== Assignment ==
What is needed is an exact copy of all the data.
Start of Block
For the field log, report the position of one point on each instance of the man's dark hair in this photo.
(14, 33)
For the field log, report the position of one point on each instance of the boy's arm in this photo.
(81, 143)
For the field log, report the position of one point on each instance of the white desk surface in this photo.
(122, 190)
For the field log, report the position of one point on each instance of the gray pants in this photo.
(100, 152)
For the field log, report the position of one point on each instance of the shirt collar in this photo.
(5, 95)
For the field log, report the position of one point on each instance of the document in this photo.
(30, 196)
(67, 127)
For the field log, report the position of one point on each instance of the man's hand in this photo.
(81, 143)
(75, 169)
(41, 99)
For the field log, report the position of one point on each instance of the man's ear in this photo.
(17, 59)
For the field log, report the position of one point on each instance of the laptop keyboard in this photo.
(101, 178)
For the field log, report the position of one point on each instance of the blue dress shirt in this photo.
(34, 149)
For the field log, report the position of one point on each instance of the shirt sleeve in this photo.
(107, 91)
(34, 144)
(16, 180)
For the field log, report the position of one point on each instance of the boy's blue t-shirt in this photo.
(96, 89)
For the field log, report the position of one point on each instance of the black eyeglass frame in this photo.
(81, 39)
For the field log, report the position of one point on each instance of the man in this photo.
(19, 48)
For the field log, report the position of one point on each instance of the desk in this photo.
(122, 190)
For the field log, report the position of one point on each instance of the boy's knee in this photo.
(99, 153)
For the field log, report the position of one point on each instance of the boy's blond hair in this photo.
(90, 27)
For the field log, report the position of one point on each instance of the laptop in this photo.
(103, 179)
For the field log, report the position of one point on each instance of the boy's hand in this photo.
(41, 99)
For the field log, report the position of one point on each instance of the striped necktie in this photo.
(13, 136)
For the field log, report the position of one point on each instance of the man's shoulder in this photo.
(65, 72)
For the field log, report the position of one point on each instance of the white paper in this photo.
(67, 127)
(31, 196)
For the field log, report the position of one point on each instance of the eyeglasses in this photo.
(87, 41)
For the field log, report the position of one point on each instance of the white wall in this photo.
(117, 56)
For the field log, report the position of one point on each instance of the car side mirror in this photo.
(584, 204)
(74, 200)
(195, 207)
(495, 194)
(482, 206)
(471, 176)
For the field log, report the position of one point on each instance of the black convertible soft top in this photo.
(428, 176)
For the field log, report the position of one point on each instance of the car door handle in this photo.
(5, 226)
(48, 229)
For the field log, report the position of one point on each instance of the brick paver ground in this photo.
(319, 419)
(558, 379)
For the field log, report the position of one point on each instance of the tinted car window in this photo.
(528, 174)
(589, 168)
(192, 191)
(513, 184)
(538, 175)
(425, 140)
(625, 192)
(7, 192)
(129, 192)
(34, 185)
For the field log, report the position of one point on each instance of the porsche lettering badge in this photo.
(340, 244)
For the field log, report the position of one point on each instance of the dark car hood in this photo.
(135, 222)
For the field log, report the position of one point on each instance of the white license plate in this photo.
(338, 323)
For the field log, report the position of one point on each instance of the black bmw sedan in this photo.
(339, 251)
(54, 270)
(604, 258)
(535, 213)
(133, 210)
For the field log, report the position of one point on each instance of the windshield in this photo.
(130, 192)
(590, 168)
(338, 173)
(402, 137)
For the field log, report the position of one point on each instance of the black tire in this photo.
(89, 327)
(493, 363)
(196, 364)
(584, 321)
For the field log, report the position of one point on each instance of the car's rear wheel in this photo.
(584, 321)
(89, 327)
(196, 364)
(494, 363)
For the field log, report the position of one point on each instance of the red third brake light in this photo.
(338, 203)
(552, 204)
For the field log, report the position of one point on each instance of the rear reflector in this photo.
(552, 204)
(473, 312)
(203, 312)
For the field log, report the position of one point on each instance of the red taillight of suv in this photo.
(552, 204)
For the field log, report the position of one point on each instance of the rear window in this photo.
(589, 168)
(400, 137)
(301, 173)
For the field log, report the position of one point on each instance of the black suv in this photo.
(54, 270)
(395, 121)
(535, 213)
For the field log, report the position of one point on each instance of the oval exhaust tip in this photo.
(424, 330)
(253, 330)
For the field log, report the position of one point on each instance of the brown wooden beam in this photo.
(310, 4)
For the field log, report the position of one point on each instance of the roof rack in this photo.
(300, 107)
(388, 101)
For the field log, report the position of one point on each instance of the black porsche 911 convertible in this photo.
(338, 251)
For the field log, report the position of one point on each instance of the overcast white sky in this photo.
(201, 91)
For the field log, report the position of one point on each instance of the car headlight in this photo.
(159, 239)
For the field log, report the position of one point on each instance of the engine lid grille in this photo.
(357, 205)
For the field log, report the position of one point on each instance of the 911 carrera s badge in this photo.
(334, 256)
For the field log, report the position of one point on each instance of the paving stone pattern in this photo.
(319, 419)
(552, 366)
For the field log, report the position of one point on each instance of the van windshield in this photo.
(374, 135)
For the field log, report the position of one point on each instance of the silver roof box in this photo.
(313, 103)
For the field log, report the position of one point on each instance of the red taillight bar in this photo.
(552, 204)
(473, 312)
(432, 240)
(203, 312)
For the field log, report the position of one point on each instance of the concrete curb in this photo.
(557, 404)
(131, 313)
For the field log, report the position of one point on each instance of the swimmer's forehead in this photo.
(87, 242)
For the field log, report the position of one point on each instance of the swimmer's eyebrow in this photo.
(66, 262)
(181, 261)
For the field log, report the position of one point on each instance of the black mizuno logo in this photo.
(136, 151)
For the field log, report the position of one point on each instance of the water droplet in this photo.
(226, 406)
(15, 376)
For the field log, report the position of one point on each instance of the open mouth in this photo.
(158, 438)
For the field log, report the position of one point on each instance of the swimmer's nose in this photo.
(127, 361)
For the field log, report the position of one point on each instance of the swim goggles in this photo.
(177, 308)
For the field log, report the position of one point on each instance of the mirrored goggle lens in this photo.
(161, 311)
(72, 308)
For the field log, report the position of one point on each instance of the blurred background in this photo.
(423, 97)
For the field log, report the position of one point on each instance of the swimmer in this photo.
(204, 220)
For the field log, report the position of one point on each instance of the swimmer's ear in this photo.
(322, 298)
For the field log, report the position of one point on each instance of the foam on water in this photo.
End of Block
== Completed exercise ==
For the field log, report the position of one point on each instance of the man's dark hair in this photo.
(14, 33)
For the field log, report the position of one point on each instance of the boy's arm in this photo.
(81, 143)
For the field log, report the position of one point on each instance of the white desk surface in this photo.
(122, 190)
For the field log, report the position of one point on each instance of the gray pants in this photo.
(100, 152)
For the field log, report the position of one point on each instance of the shirt collar in this photo.
(5, 95)
For the field log, report the position of one point on each instance of the document in this photo.
(30, 196)
(67, 127)
For the field log, report the position of one point on each instance of the man's hand in this photo.
(81, 143)
(75, 169)
(41, 99)
For the field log, report the position of one point on each instance of the man's ear in this photo.
(17, 59)
For the field log, report the position of one point on each instance of the laptop keyboard in this photo.
(101, 178)
For the field log, report the position of one point on each instance of the blue dress shirt in this photo.
(34, 149)
For the field log, report the position of one point on each instance of the shirt sleeve in this photo.
(107, 91)
(34, 144)
(16, 180)
For the field log, report the position of one point on each instance of the boy's blue t-shirt in this photo.
(96, 89)
For the field log, report the position of one point on each instance of the black eyeglass frame in this photo.
(81, 39)
For the field log, report the position of one point on each instance of the man in this photo.
(19, 48)
For the field log, report the position of one point on each instance of the desk in this photo.
(122, 190)
For the field log, report the position of one point on each instance of the boy's knee in this photo.
(99, 153)
For the field log, report the position of one point on each instance of the boy's blond hair in this photo.
(90, 27)
For the field log, report the position of one point on each instance of the laptop in this photo.
(103, 179)
For the field log, report the position of one point on each instance of the boy's hand in this photo.
(41, 99)
For the field log, report the position of one point on each instance of the striped necktie in this photo.
(13, 136)
For the field log, report the position of one point on each instance of the man's shoulder in this photo.
(65, 72)
For the field log, report the position of one point on each instance of the white paper in this photo.
(67, 127)
(31, 196)
For the field log, report the position of one point on each instance of the eyeglasses in this photo.
(87, 41)
For the field log, report the position of one point on each instance of the white wall in this photo.
(117, 56)
For the field log, report the position of one point on each instance of the car side mirror in this photo.
(584, 204)
(74, 200)
(195, 207)
(495, 194)
(482, 206)
(471, 176)
For the field log, report the position of one point on each instance of the black convertible soft top in this photo.
(428, 176)
For the field log, report the position of one point on each instance of the car door handle in this photo.
(5, 226)
(48, 229)
For the field log, report the position of one point on each instance of the brick paver ground in this photo.
(319, 419)
(558, 379)
For the field log, report the position of one point on each instance of the tinted car window in this photo.
(528, 174)
(589, 168)
(192, 191)
(513, 184)
(538, 175)
(425, 140)
(625, 192)
(7, 192)
(129, 192)
(34, 185)
For the field log, report the position of one point on each instance of the porsche lettering badge in this photo.
(340, 244)
For the field log, report the position of one point on each instance of the dark car hood in this photo.
(135, 222)
For the field log, report the position of one point on each instance of the white license plate in this photo.
(338, 323)
For the field log, report the position of one point on each instance of the black bmw sedan in this photo.
(339, 251)
(54, 270)
(604, 258)
(535, 213)
(133, 210)
For the field log, report the position of one point on each instance of the windshield in this photo.
(130, 192)
(590, 168)
(338, 173)
(402, 137)
For the field log, report the position of one point on each instance of the black tire in this photo.
(89, 327)
(493, 363)
(196, 364)
(584, 321)
For the field log, report the position of one point on each instance of the car's rear wheel in this photo.
(584, 321)
(89, 327)
(196, 364)
(494, 363)
For the field log, report the position of one point on each instance of the red third brake light in this photo.
(338, 203)
(552, 204)
For the field log, report the position of one point on each instance of the rear reflector in this photo.
(552, 204)
(473, 312)
(203, 312)
For the field log, report the position of one point on each instance of the red taillight of suv in this photo.
(552, 204)
For the field log, report the position of one point on each instance of the rear window in this photo.
(589, 168)
(400, 137)
(301, 173)
For the field log, report the position of one point on each instance of the black suv in this photo.
(54, 270)
(395, 121)
(535, 213)
For the field log, report the position of one point on each instance of the oval exhaust tip in this photo.
(424, 330)
(253, 330)
For the field log, report the position of one point on each instance of the brown wooden beam in this photo.
(310, 4)
For the field log, report the position of one point on each instance of the roof rack in this photo.
(300, 107)
(388, 101)
For the field log, report the position of one point on each instance of the black porsche 911 convertible in this photo.
(338, 251)
For the field log, report the position of one point on each instance of the overcast white sky in this photo.
(201, 91)
For the field log, report the position of one point on each instance of the car headlight in this photo.
(159, 239)
For the field log, report the position of one point on each instance of the engine lid grille in this photo.
(357, 205)
For the field log, report the position of one point on each instance of the 911 carrera s badge in this photo.
(334, 256)
For the field log, report the position of one point on each instance of the paving stone pattern in this photo.
(319, 419)
(552, 366)
For the field log, report the position of one point on each instance of the van windshield in this photo.
(374, 135)
For the field log, report the position of one point on each instance of the silver roof box in this photo.
(313, 103)
For the field log, report the position of one point on each instance of the red taillight bar in this photo.
(552, 204)
(473, 312)
(432, 240)
(203, 312)
For the field log, report the position of one point on each instance of the concrete curb in this photo.
(557, 404)
(131, 313)
For the field log, report the position of one point on each instance of the swimmer's forehead in this photo.
(87, 242)
For the field log, report the position of one point on each instance of the swimmer's eyebrow in this photo.
(66, 262)
(181, 261)
For the field log, report the position of one point on each instance of the black mizuno logo in this photo.
(136, 151)
For the field log, report the position of one point on each instance of the water droplet in this photo.
(226, 406)
(15, 376)
For the field log, report the position of one point on each instance of the open mouth in this photo.
(158, 438)
For the field log, report the position of one point on each instance of the swimmer's nose in this photo.
(127, 361)
For the field log, report the position of one point on each instance of the swim goggles in this photo.
(177, 308)
For the field log, report the position of one point on each instance of the mirrored goggle lens in this photo.
(161, 311)
(72, 308)
For the field log, report the position of one point on each instance of the blurred background in this photo.
(423, 97)
For the field log, report the position of one point on each instance of the swimmer in this photo.
(204, 220)
For the field log, report the position of one point on each instance of the swimmer's ear in this photo.
(322, 298)
For the field log, report the position of one point on each instance of the foam on water in this photo.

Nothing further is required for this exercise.